La microbiota intestinal, sin embargo, es la más estudiada y la más poblada. Allí viven billones de bacterias, algunas de ellas especializadas en producir vitaminas, otras en degradar compuestos difíciles o en entrenar a nuestras defensas. Se alimentan de lo que comemos, generan sustancias que impactan en el metabolismo, y en muchos casos, nos protegen de microbios peligrosos.
Durante siglos, los microbios fueron considerados enemigos. El descubrimiento de los patógenos y el desarrollo de los antibióticos ayudó a combatir enfermedades infecciosas, pero también alimentó la idea de que toda bacteria era mala. Hoy, esa visión ha cambiado radicalmente. Muchos de esos “bichos” no solo no nos enferman, sino que nos mantienen sanos.

¿Cómo llegamos a tener microbiota?

### QUÉ SE PIDE
A. En el fragmento sobre la microbiota, ¿qué alimentó la idea de que toda bacteria era mala?
B. Escribe la continuación del fragmento sobre la microbiota a partir de su última línea.

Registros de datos
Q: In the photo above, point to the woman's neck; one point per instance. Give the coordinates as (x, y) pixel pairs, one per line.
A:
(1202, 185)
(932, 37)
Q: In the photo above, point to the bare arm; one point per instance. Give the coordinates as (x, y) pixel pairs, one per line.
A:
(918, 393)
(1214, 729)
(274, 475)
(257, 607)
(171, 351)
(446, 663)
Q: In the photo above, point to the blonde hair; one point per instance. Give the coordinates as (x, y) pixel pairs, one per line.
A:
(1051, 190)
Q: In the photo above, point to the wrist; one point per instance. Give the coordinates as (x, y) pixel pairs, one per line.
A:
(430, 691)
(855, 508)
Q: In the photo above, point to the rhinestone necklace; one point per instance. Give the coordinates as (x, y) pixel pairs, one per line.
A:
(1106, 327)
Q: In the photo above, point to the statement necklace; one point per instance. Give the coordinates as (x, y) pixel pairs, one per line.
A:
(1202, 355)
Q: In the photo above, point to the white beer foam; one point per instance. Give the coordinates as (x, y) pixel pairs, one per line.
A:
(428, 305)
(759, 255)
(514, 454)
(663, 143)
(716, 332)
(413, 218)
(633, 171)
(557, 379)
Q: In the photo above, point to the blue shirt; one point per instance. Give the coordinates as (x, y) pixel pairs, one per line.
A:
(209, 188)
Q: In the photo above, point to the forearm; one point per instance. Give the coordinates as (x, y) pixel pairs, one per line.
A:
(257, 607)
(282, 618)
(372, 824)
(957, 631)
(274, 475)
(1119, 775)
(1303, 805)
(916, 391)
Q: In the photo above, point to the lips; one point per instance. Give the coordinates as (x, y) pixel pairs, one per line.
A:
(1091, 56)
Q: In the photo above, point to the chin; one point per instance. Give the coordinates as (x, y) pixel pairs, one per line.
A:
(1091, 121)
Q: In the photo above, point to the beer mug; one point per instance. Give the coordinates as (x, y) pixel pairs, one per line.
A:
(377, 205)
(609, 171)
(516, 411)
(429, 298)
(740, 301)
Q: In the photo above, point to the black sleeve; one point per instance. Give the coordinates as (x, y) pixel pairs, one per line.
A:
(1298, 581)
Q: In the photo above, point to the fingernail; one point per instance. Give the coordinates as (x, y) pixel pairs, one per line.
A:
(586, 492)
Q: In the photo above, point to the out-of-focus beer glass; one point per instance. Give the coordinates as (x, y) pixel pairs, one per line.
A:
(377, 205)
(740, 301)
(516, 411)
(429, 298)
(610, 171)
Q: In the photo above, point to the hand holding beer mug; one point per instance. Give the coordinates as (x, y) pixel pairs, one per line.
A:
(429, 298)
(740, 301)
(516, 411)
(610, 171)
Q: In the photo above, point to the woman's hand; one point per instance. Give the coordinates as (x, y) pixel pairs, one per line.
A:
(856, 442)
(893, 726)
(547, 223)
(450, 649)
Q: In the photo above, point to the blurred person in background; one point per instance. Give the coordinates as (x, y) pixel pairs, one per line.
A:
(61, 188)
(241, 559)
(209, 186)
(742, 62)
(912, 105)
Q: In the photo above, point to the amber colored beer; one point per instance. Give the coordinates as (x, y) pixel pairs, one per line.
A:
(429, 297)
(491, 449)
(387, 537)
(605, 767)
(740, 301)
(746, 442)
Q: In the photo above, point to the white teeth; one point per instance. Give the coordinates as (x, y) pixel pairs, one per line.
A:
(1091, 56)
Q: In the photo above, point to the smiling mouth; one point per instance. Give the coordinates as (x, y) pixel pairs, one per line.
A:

### RESPUESTAS
A. El descubrimiento de los patógenos y el desarrollo de los antibióticos.

B.
El proceso comienza al nacer. Los bebés que pasan por el canal del parto entran en contacto directo con las bacterias vaginales de la madre, lo que constituye su primer inóculo microbiano. En cambio, los nacidos por cesárea suelen adquirir una microbiota más parecida a la de la piel y el ambiente quirúrgico. Estos primeros pasos marcarán el desarrollo posterior del sistema inmune.
La alimentación también influye desde el primer día. La leche materna contiene bacterias beneficiosas y compuestos que alimentan a esas bacterias. A medida que el bebé crece y empieza a comer otros alimentos, la microbiota se va diversificando. También la convivencia con hermanos, mascotas o el entorno juega un papel clave.
En la adolescencia y la edad adulta, la microbiota se estabiliza. Pero nunca deja de cambiar: la dieta, el estrés, los medicamentos, los viajes o incluso los horarios de sueño influyen en su composición. Y en la vejez, el equilibrio vuelve a alterarse, a menudo con una disminución de diversidad microbiana, lo que puede repercutir en el sistema inmunitario.

Un delicado equilibrio
Cuando todo funciona bien, hablamos de eubiosis: un estado de armonía en el que las bacterias beneficiosas predominan, controlan a las potencialmente dañinas y ayudan a mantener las funciones corporales. Pero si ese equilibrio se rompe —por una dieta deficiente, antibióticos, estrés crónico o enfermedades—, aparece la disbiosis.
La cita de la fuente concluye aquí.